━━━ EXTRAIT SOURCE ━━━

La RDC est pour l’heure totalement coincée au sein de l’EAC

Surchauffé par la prise de position du chef de l’État au cours de son meeting de Lubumbashi, le débat autour de l’article 217 devient intéressant à l’analyse du dernier paragraphe de l’article 69 de la Constitution actuelle.

Est-ce que, à ce jour, le Président de la République peut se vanter d’être le garant du respect des traités et accords internationaux conclus par la RDC ? Si oui, il a pleinement conscience du sens de l’alinéa 1 de l’article 4 de la charte de l’EAC (African East Community), à savoir : « 1. La Communauté a la capacité, à l’intérieur de chaque Etat membre, d’une personne morale avec succession perpétuelle et a le pouvoir d’acquérir, de détenir, de gérer et de céder des terres ou d’autres propriétés, d’ester en justice et d’être poursuivie devant les tribunaux en son nom propre ».

━━━ DONNÉES FOURNIES ━━━

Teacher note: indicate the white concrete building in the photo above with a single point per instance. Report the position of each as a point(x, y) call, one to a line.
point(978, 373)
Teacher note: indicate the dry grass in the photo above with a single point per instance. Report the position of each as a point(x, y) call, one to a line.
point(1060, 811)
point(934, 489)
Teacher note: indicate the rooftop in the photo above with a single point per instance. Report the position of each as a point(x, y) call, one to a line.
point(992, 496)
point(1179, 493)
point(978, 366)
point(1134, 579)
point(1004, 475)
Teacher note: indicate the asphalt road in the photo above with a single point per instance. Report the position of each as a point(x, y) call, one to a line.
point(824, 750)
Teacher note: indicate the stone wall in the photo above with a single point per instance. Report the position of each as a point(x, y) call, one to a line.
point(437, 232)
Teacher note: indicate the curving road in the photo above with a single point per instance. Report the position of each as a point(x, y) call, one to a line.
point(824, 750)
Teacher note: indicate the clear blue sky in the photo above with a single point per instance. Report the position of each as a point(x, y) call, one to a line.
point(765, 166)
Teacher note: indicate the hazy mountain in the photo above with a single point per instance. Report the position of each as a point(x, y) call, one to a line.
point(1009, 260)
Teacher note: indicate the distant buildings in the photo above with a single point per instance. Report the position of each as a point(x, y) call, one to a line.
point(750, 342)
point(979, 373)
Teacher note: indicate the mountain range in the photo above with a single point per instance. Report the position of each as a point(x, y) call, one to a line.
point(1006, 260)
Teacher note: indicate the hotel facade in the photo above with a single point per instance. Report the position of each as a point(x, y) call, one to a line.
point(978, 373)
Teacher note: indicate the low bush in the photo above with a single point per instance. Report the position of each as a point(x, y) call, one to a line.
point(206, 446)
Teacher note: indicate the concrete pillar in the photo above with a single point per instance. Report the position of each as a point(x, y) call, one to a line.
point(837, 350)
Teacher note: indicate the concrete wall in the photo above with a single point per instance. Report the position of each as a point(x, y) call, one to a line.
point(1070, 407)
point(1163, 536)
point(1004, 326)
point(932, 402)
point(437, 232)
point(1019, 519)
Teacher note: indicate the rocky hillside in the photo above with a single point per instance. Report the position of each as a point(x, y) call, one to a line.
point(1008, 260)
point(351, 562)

━━━

Écrivez la suite de l'extrait sur la RDC au sein de l'EAC, en partant de sa dernière phrase.

▶ _RÉPONSE_
Tout comme il l’est des dispositions suivantes de l’article 145 relatif au retrait d’un membre : « 1. Un Etat membre peut se retirer de la Communauté à condition », selon le point b que : « l’Etat membre notifie le Secrétaire général de son intention par écrit, 12 mois à l’avance, à moins que l’Etat membre n’annule cette notification avant expiration du délai de 12 mois ». Et cet article ajoute : « 3. Nonobstant le retrait effectif d’un État membre à l’issue de l’expiration du délai, cet Etat continue d’être responsable des engagements à long terme qu’il a souscrits alors qu’il était membre de la Communauté ».

Résultat : la RDC est pour l’heure totalement coincée au sein de l’EAC, à supposer que la procédure de retrait ait été engagée avant une année.

Précédent dangereux pour l’unité nationale

Il y a toutefois pire : l’avenir du pays dans les organisations sous-régionales comme la CEEAC pour l’Afrique Centrale, la SADC pour l’Afrique australe en plus de la CIRGL et du COMESA.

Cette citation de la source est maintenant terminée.